Material provided:
++++++

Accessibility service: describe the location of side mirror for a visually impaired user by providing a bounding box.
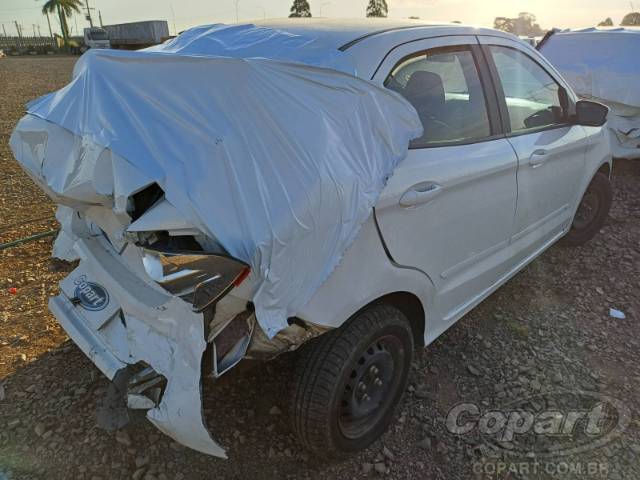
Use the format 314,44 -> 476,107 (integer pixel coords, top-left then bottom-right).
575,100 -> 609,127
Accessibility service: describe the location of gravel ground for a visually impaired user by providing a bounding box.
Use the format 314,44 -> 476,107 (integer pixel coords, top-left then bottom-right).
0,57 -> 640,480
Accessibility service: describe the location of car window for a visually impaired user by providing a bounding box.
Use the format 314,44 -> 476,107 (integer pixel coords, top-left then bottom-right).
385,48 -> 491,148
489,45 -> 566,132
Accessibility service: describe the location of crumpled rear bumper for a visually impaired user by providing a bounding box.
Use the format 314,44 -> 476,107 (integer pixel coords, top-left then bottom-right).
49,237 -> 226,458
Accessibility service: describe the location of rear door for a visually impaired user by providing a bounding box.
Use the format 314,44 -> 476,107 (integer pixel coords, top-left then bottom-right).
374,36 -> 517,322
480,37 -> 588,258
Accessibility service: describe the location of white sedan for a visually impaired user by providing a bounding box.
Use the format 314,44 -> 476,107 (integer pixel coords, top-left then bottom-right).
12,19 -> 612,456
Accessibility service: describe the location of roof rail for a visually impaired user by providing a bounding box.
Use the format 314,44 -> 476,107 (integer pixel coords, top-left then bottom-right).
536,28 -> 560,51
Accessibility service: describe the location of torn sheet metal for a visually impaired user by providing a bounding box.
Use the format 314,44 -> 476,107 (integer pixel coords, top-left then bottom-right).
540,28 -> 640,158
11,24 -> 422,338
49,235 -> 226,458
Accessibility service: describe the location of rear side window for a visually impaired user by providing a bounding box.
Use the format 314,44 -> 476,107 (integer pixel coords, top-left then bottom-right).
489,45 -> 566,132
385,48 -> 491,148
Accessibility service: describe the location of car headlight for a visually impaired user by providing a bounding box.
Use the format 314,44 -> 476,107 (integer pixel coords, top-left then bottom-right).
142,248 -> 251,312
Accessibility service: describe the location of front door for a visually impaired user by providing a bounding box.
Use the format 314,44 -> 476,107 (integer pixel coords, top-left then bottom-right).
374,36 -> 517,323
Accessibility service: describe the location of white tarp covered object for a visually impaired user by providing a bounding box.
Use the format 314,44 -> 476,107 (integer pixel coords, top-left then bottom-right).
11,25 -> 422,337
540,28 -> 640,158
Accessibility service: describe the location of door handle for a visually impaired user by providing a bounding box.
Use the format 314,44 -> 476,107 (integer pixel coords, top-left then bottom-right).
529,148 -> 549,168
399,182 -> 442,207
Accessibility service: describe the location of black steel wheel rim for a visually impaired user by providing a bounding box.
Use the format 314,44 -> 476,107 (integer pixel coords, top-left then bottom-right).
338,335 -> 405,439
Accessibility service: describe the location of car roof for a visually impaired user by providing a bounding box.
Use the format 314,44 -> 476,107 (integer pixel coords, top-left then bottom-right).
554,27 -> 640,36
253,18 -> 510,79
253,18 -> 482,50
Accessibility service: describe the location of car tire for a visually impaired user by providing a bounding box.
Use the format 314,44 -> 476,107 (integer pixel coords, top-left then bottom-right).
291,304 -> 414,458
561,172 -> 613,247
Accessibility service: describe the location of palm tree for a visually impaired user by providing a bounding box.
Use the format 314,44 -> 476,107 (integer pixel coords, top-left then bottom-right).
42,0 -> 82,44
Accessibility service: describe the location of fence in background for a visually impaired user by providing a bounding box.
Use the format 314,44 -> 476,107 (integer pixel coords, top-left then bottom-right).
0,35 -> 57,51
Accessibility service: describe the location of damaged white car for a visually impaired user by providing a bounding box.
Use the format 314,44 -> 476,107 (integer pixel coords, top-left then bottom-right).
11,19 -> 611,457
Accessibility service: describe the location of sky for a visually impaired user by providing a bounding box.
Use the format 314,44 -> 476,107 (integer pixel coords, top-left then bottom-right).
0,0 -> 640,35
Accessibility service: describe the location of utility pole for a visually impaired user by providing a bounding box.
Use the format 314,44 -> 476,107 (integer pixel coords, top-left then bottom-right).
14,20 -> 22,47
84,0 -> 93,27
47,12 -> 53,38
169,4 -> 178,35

++++++

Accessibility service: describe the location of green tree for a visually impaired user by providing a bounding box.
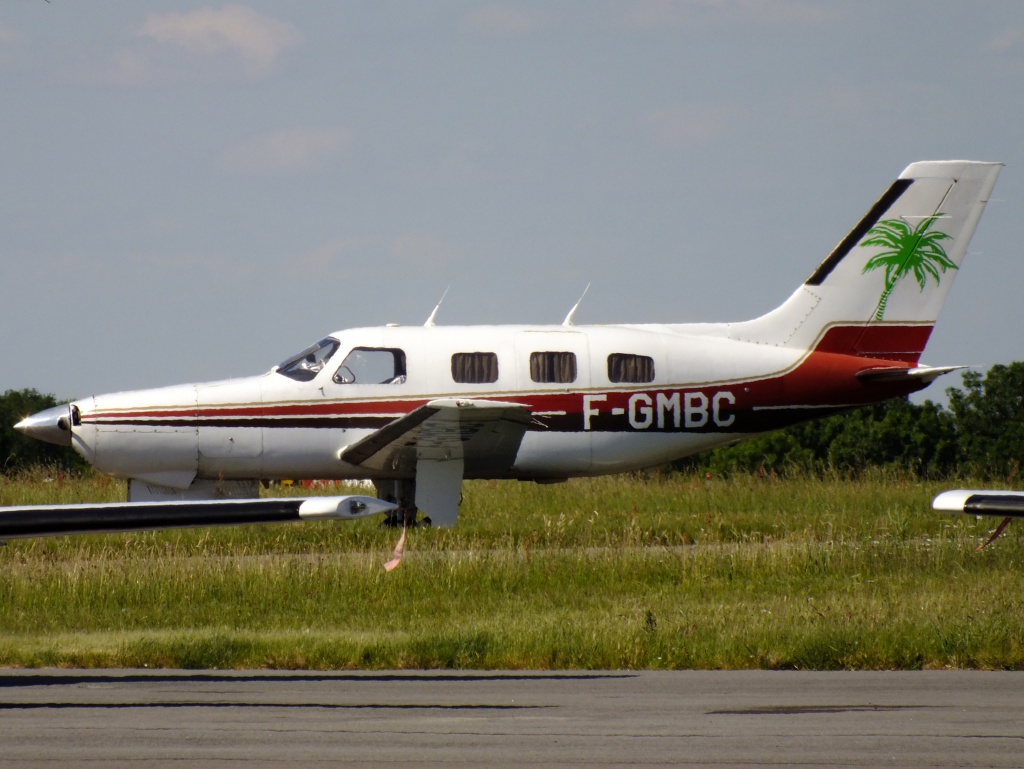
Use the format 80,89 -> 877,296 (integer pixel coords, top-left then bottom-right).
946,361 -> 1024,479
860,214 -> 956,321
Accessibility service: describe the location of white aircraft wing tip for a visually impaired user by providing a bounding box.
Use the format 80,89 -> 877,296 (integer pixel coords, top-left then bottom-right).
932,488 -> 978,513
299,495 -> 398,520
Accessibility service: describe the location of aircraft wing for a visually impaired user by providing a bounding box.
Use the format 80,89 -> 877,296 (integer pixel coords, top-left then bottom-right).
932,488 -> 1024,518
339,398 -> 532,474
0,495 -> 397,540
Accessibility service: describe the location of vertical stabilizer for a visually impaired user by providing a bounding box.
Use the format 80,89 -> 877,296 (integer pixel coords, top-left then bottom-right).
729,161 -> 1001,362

++++++

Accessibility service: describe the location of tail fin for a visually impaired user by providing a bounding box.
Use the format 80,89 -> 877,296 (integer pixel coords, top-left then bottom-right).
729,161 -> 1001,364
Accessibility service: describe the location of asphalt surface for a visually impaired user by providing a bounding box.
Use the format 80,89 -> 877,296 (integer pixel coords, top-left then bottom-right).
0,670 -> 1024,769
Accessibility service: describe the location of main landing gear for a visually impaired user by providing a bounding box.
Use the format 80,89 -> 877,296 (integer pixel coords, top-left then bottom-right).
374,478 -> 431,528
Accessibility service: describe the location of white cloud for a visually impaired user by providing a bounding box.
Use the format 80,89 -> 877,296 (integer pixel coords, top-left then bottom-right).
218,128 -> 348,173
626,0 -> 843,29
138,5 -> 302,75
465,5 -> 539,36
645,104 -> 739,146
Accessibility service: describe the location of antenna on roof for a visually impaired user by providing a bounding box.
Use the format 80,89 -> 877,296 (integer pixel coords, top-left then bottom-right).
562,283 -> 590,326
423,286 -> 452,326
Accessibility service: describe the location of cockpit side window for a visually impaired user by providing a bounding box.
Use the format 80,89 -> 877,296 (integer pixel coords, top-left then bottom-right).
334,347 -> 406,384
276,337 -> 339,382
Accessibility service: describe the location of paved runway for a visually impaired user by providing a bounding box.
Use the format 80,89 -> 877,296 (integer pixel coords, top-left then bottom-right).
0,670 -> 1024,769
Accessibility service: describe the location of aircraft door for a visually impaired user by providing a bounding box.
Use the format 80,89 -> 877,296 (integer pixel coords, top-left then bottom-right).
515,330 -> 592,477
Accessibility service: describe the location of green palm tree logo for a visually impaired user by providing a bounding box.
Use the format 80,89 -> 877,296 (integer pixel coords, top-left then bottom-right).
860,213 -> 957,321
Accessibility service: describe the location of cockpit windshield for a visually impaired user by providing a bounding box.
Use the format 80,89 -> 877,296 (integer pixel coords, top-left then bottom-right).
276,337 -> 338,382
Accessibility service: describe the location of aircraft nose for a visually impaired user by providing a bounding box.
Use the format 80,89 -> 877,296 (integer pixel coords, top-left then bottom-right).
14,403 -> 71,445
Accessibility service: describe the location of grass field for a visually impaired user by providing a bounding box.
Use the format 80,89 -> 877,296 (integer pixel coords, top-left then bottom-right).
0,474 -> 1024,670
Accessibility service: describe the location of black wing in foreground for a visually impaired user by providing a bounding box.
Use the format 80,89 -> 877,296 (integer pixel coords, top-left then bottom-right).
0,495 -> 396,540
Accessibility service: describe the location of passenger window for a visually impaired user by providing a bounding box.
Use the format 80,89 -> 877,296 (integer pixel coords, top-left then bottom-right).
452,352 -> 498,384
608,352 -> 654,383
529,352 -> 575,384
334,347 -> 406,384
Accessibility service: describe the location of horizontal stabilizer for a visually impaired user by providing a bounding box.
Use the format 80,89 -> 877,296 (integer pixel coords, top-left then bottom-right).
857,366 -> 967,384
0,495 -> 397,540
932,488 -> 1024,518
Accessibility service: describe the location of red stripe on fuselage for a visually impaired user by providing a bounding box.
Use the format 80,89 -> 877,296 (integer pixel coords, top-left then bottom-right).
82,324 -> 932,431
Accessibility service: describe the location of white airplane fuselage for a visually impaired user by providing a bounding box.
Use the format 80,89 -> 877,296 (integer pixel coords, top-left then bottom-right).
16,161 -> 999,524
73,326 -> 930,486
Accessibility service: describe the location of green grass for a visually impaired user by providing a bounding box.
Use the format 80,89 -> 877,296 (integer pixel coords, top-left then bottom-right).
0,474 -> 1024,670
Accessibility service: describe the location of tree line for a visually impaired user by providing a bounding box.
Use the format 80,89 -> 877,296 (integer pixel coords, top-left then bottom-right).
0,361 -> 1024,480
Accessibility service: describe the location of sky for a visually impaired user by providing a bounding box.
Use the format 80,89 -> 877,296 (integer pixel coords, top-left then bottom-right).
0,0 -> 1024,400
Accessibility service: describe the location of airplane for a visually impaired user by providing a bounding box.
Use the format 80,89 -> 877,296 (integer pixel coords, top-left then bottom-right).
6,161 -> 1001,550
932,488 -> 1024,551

++++++

What is expected: Can you repeat the data above word for word, starting at the line that contains "Accessibility service: describe the location of car roof" and ending at the line that contains "169,4 -> 178,35", with both of those lines included?

Final result:
Accessibility service: describe the location of car roof for a visually impaired user by providing a bounding box.
Use the format 314,44 -> 476,107 (integer pixel coords, top-left then bottom-right).
554,27 -> 640,36
253,18 -> 510,79
253,18 -> 482,50
Accessibility service: describe the location of car tire for a visually impaired user by providing a bounding box.
Use the format 314,44 -> 476,107 (integer pixel coords, top-left then bottom-right).
291,304 -> 414,458
561,172 -> 613,247
Accessibility service: describe the location of palm tree for a visually impaired user by providing a bounding box.
Use the format 314,44 -> 476,107 (integer pixel coords, top-left then bottom-right).
42,0 -> 82,44
Accessibility service: describe the location of fence in background for a visually impaired user by providing a bounding box.
Use the format 314,44 -> 476,107 (integer pixel coords, top-left then bottom-right).
0,35 -> 57,51
Accessibility service: describe the location of damaged white car for a visually impaired user by providing a bounding box.
Use the format 314,44 -> 476,107 (integer pixel coords, top-left then bottom-right).
11,19 -> 611,457
Accessibility service: describe the location of sky for a visually impaired user by providing a bounding box.
Use the format 314,44 -> 476,107 (integer pixel coords, top-left then bottom-right).
0,0 -> 640,35
Accessibility service: describe the location of utility pole for a visually impaired user by providing a bounding box.
Use the format 314,44 -> 476,107 (integer pixel coords, top-left then bottom-right).
14,20 -> 22,47
84,0 -> 93,27
47,12 -> 53,38
169,4 -> 178,35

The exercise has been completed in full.